* start Extract to read *

I met someone who was somewhat internet-addicted to buzzfeed. They would spend hours a day going through buzzfeed pages and get a tremendous source of enjoyment from it. So it's understandable that Facebook finds (no matter how hard they have to look for it) the value that users see in such articles and implement a filter that retains as much of it as possible.


I can see that as a reasonable concern. Two points though:

1. Speaking personally as a user, I wouldn't mind this a bit. And would actually love the ability to provide feedback more readily. I often hate the content of my feed and I would feel much better if it seemed like I had greater input on its filtering.

2. Whether gathering feedback has a negative effect or not seems like a testable hypothesis and this could be tried and measured, rather than simply speculated about.

Given the above, I'm not sure if this would be a rigorous rationale for avoiding the active feedback experiment.


re: #1, you can. Each post on your feed has a "show less like this" option on it.


It would be gamed. The people who have the most incentive to take part in a "crowdsourced" labelling exercise to reduce clickbait are, of course, the people generating the clickbait.


Not if they have no control over who is asked to label. You can evaluate how trustable labels are by manually reviewing few random ratings and extrapolating it on the entire population.


>I'm curious why FB chose to manually label the data vs collecting feedback from users.

FB is collecting data from users in a way. Yes, it is not a feedback. Since it is a learning process so getting feedback for each post is going to be an obtrusive behavior.

For more details, please refer to following line in the article - To address clickbait headlines, we previously made an update to News Feed that reduces the distribution of posts that lead people to click and then quickly come back to News Feed.


I did read that. They note that this passive feedback / preference inference was insufficient in terms of achieving their aims. Which is why I'm asking about potentially gathering active feedback / explicit preference.


you know how facebook has been in the news for manipulating news? Now they can legally do that.

They're telling you upfront that some human has influence over the flow of information to users on their platform. This is marketing it as a feature, giving them full legal immunity.

* end Extract to read *

Exercise task A — Write out the forum thread starting at "It would be" and ending at "generating the clickbait.", swapping in "spam" wherever "clickbait" occurs.
Exercise task B — Copy every line of the records that contains the word "house". Case counts.

* start Data records *

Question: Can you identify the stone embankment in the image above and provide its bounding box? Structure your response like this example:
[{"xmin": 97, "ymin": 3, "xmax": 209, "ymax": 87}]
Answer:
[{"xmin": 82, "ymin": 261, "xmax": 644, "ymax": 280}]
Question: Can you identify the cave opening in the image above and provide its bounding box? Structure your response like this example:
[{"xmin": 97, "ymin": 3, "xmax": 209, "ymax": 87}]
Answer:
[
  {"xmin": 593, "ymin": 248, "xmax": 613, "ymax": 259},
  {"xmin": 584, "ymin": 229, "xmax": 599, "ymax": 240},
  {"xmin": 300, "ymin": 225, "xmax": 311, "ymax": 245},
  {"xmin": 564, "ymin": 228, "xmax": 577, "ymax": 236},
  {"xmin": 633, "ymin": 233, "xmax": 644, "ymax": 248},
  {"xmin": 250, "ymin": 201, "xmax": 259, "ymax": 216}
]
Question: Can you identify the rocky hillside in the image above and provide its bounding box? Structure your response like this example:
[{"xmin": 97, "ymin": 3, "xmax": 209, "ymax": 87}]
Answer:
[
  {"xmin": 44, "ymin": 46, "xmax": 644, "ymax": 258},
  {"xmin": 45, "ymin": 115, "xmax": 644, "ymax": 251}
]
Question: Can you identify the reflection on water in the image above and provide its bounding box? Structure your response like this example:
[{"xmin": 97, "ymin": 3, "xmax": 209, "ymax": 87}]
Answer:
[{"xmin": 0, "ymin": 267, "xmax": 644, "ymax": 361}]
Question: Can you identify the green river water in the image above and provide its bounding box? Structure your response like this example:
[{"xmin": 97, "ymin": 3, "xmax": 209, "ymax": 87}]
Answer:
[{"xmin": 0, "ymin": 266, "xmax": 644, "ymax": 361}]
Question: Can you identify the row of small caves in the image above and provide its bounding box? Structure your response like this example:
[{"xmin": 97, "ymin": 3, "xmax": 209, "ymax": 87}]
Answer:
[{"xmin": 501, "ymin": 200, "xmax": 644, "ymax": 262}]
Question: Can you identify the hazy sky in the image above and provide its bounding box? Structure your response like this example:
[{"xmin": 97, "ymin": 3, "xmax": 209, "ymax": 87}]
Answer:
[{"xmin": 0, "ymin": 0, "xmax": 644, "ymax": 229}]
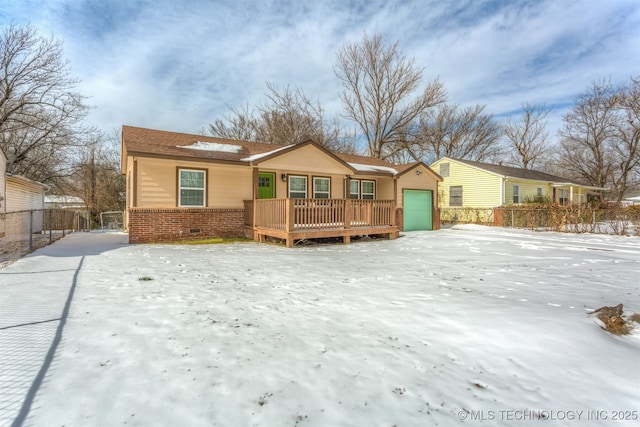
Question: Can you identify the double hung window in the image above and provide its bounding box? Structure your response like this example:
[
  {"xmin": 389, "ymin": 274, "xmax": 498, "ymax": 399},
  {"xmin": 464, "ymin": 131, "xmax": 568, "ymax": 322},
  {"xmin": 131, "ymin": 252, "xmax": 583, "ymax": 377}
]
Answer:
[
  {"xmin": 313, "ymin": 177, "xmax": 331, "ymax": 199},
  {"xmin": 289, "ymin": 175, "xmax": 307, "ymax": 199},
  {"xmin": 178, "ymin": 169, "xmax": 207, "ymax": 207},
  {"xmin": 449, "ymin": 185, "xmax": 462, "ymax": 206}
]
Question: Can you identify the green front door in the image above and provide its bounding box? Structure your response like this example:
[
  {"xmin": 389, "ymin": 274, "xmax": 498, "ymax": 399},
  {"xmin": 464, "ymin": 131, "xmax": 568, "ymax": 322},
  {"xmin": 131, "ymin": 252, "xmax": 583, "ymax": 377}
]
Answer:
[
  {"xmin": 258, "ymin": 172, "xmax": 276, "ymax": 199},
  {"xmin": 402, "ymin": 190, "xmax": 433, "ymax": 231}
]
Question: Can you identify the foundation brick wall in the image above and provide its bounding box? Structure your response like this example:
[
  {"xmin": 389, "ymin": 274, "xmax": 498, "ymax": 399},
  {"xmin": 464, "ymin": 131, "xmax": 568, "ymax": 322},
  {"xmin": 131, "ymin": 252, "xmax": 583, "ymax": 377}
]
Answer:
[{"xmin": 128, "ymin": 208, "xmax": 245, "ymax": 243}]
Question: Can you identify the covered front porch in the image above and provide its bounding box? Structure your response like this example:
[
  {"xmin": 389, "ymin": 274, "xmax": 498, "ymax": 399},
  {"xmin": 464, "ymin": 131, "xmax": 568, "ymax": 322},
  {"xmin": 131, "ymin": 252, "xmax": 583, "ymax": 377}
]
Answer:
[{"xmin": 244, "ymin": 198, "xmax": 398, "ymax": 248}]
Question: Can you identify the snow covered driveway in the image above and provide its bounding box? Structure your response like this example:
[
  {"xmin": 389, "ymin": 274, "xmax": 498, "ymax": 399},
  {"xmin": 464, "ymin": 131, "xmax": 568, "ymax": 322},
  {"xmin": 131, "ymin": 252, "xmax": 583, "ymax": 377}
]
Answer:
[{"xmin": 0, "ymin": 226, "xmax": 640, "ymax": 426}]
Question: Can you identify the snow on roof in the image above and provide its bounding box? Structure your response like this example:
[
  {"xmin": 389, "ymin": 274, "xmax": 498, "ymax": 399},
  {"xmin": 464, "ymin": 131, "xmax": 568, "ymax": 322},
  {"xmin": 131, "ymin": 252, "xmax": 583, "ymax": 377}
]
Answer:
[
  {"xmin": 177, "ymin": 141, "xmax": 242, "ymax": 153},
  {"xmin": 240, "ymin": 145, "xmax": 295, "ymax": 162},
  {"xmin": 349, "ymin": 163, "xmax": 398, "ymax": 175}
]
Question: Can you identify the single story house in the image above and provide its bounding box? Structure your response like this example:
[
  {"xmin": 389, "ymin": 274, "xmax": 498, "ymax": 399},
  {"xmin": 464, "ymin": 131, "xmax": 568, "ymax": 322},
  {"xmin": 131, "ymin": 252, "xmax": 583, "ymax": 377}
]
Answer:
[
  {"xmin": 431, "ymin": 157, "xmax": 605, "ymax": 222},
  {"xmin": 0, "ymin": 151, "xmax": 49, "ymax": 237},
  {"xmin": 122, "ymin": 126, "xmax": 441, "ymax": 247}
]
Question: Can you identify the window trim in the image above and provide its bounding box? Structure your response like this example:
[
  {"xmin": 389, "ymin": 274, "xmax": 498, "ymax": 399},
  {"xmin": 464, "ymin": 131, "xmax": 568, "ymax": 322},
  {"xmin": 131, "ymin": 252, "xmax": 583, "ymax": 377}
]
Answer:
[
  {"xmin": 312, "ymin": 176, "xmax": 331, "ymax": 199},
  {"xmin": 438, "ymin": 162, "xmax": 451, "ymax": 178},
  {"xmin": 349, "ymin": 179, "xmax": 360, "ymax": 200},
  {"xmin": 449, "ymin": 185, "xmax": 464, "ymax": 207},
  {"xmin": 287, "ymin": 175, "xmax": 309, "ymax": 199},
  {"xmin": 360, "ymin": 179, "xmax": 376, "ymax": 200},
  {"xmin": 558, "ymin": 188, "xmax": 569, "ymax": 206},
  {"xmin": 176, "ymin": 166, "xmax": 209, "ymax": 208}
]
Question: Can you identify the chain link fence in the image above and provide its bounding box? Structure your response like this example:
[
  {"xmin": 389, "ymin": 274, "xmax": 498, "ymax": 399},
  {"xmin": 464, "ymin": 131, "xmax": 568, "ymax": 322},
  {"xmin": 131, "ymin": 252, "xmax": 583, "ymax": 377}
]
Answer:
[
  {"xmin": 0, "ymin": 209, "xmax": 91, "ymax": 268},
  {"xmin": 493, "ymin": 205, "xmax": 640, "ymax": 236}
]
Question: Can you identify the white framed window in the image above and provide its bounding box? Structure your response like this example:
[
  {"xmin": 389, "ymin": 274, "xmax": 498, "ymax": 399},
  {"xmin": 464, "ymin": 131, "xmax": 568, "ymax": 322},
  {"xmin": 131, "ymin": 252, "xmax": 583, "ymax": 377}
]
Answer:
[
  {"xmin": 449, "ymin": 185, "xmax": 462, "ymax": 206},
  {"xmin": 440, "ymin": 162, "xmax": 451, "ymax": 178},
  {"xmin": 289, "ymin": 175, "xmax": 307, "ymax": 199},
  {"xmin": 313, "ymin": 177, "xmax": 331, "ymax": 199},
  {"xmin": 349, "ymin": 179, "xmax": 360, "ymax": 199},
  {"xmin": 178, "ymin": 169, "xmax": 207, "ymax": 207},
  {"xmin": 360, "ymin": 180, "xmax": 376, "ymax": 200}
]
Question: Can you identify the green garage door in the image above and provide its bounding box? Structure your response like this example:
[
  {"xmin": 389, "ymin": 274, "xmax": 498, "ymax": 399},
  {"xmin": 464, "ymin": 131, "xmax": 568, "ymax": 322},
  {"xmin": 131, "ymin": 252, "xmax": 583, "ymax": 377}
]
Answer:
[{"xmin": 402, "ymin": 190, "xmax": 433, "ymax": 231}]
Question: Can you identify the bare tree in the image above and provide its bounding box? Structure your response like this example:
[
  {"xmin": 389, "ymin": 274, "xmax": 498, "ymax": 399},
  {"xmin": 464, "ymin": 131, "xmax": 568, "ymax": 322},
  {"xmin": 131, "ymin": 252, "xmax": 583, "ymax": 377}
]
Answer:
[
  {"xmin": 611, "ymin": 76, "xmax": 640, "ymax": 203},
  {"xmin": 559, "ymin": 80, "xmax": 616, "ymax": 192},
  {"xmin": 209, "ymin": 104, "xmax": 262, "ymax": 142},
  {"xmin": 410, "ymin": 104, "xmax": 502, "ymax": 163},
  {"xmin": 504, "ymin": 103, "xmax": 550, "ymax": 169},
  {"xmin": 209, "ymin": 83, "xmax": 355, "ymax": 152},
  {"xmin": 334, "ymin": 34, "xmax": 446, "ymax": 158},
  {"xmin": 0, "ymin": 25, "xmax": 87, "ymax": 181},
  {"xmin": 65, "ymin": 129, "xmax": 125, "ymax": 222}
]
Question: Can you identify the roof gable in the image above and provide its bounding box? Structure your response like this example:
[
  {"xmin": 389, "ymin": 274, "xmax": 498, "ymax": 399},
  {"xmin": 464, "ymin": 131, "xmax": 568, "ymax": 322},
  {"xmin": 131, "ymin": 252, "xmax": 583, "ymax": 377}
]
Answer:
[{"xmin": 122, "ymin": 125, "xmax": 408, "ymax": 176}]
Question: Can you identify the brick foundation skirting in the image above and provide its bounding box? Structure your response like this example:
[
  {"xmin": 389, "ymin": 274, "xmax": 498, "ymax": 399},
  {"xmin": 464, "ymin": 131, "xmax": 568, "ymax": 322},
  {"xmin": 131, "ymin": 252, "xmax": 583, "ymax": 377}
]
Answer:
[{"xmin": 128, "ymin": 208, "xmax": 245, "ymax": 243}]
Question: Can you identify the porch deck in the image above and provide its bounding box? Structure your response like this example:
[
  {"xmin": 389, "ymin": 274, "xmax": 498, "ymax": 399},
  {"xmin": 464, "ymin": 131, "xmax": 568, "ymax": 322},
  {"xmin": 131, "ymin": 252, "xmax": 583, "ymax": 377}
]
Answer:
[{"xmin": 245, "ymin": 199, "xmax": 398, "ymax": 248}]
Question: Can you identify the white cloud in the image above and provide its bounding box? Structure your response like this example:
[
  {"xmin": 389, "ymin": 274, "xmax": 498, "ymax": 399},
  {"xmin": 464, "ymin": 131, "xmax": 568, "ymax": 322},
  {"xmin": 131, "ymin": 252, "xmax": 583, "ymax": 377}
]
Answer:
[{"xmin": 0, "ymin": 0, "xmax": 640, "ymax": 144}]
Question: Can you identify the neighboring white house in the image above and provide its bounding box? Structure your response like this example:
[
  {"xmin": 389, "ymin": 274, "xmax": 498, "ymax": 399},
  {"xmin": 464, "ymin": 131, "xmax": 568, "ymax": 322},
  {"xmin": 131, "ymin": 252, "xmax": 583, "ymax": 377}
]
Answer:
[
  {"xmin": 623, "ymin": 195, "xmax": 640, "ymax": 205},
  {"xmin": 0, "ymin": 152, "xmax": 49, "ymax": 237}
]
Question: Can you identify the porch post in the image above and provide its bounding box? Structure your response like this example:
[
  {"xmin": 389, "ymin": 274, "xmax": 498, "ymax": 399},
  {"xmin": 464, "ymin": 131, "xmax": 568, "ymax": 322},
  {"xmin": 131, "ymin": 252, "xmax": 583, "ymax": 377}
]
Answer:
[
  {"xmin": 251, "ymin": 167, "xmax": 258, "ymax": 229},
  {"xmin": 284, "ymin": 198, "xmax": 295, "ymax": 248},
  {"xmin": 390, "ymin": 176, "xmax": 398, "ymax": 225},
  {"xmin": 343, "ymin": 199, "xmax": 353, "ymax": 229}
]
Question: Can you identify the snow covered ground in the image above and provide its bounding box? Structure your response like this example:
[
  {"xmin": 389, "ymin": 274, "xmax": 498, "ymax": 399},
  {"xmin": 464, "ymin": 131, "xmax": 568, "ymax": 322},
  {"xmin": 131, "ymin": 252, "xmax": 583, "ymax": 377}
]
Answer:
[{"xmin": 0, "ymin": 226, "xmax": 640, "ymax": 426}]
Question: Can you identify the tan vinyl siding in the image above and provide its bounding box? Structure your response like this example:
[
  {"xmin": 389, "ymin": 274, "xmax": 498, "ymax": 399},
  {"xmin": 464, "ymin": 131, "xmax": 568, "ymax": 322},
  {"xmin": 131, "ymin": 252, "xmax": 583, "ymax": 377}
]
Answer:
[
  {"xmin": 259, "ymin": 145, "xmax": 353, "ymax": 176},
  {"xmin": 134, "ymin": 157, "xmax": 253, "ymax": 208},
  {"xmin": 268, "ymin": 173, "xmax": 345, "ymax": 199},
  {"xmin": 3, "ymin": 176, "xmax": 44, "ymax": 212},
  {"xmin": 431, "ymin": 159, "xmax": 502, "ymax": 208}
]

* end Data records *

Full answer A —
It would be gamed. The people who have the most incentive to take part in a "crowdsourced" labelling exercise to reduce spam are, of course, the people generating the spam.

Full answer B —
Question: Can you identify the single story house in the image above and provide its bounding box? Structure your response like this example:
Question: Can you identify the neighboring white house in the image above and provide its bounding box? Structure your response like this example:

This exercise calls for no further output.